*DOCUMENT TEXT*:

I’m an eclectic kind of girl, with more interests than my schedule and living room have the capacity to hold. As much as I love canvassing the city on my fixie, I am also partial to a bit off road action – give this tomboy a pair of sneakers and some dirt any day. Contrary to what some bitchy bike blogs might have you believe, fixies and mountain bikes aren’t all that different. They are bound by the common thread of adventure. Adventure is what drags me off the couch for Wednesday and Sunday rides, and is what motivated Jay and I to give up a holiday by the beach for a road trip around some of southern NSW most beautiful mountain bike trails.
Armed with a ute, two bikes, camping gear and a glove box full of trail maps we headed south. I will now break the trip down – dot point style – to avoid clogging this blog with fluffy prose.
Stop 1: Wingello
In true “Jay and Em’ style, we arrived at Wingello incredibly late, with only 1 hour of light remaining. Nonetheless, we set out along the trail, following a rhythm of flat fire road, steep as shit rocky downhill, absolute killer up hill, and tight, tree root covered single track. This was fun for about 20 Ks, but then, after staring into a horizon of fire road, increasing rain and impending darkness, we decided to take the ‘escape route’ back to the car. ‘Pussys’, I hear you say. But I’m no hardcore fitness focused XC rider with a pack full of Gu and something to prove. Instead, we spent the rest of the night cruising the highway, cooking on the side of the road (in the company of a friendly fox) and crashing out at a rest stop a few ks from the Sparrow Hill trail head.

*RECORDED DATA*:
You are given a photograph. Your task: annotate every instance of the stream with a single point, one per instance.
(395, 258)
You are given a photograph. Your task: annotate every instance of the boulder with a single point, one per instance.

*THE TASK*: Copy out the mountain bike road trip post above word for word, from its first line to its last.

*EXERCISE RESULT*:
I’m an eclectic kind of girl, with more interests than my schedule and living room have the capacity to hold. As much as I love canvassing the city on my fixie, I am also partial to a bit off road action – give this tomboy a pair of sneakers and some dirt any day. Contrary to what some bitchy bike blogs might have you believe, fixies and mountain bikes aren’t all that different. They are bound by the common thread of adventure. Adventure is what drags me off the couch for Wednesday and Sunday rides, and is what motivated Jay and I to give up a holiday by the beach for a road trip around some of southern NSW most beautiful mountain bike trails.
Armed with a ute, two bikes, camping gear and a glove box full of trail maps we headed south. I will now break the trip down – dot point style – to avoid clogging this blog with fluffy prose.
Stop 1: Wingello
In true “Jay and Em’ style, we arrived at Wingello incredibly late, with only 1 hour of light remaining. Nonetheless, we set out along the trail, following a rhythm of flat fire road, steep as shit rocky downhill, absolute killer up hill, and tight, tree root covered single track. This was fun for about 20 Ks, but then, after staring into a horizon of fire road, increasing rain and impending darkness, we decided to take the ‘escape route’ back to the car. ‘Pussys’, I hear you say. But I’m no hardcore fitness focused XC rider with a pack full of Gu and something to prove. Instead, we spent the rest of the night cruising the highway, cooking on the side of the road (in the company of a friendly fox) and crashing out at a rest stop a few ks from the Sparrow Hill trail head.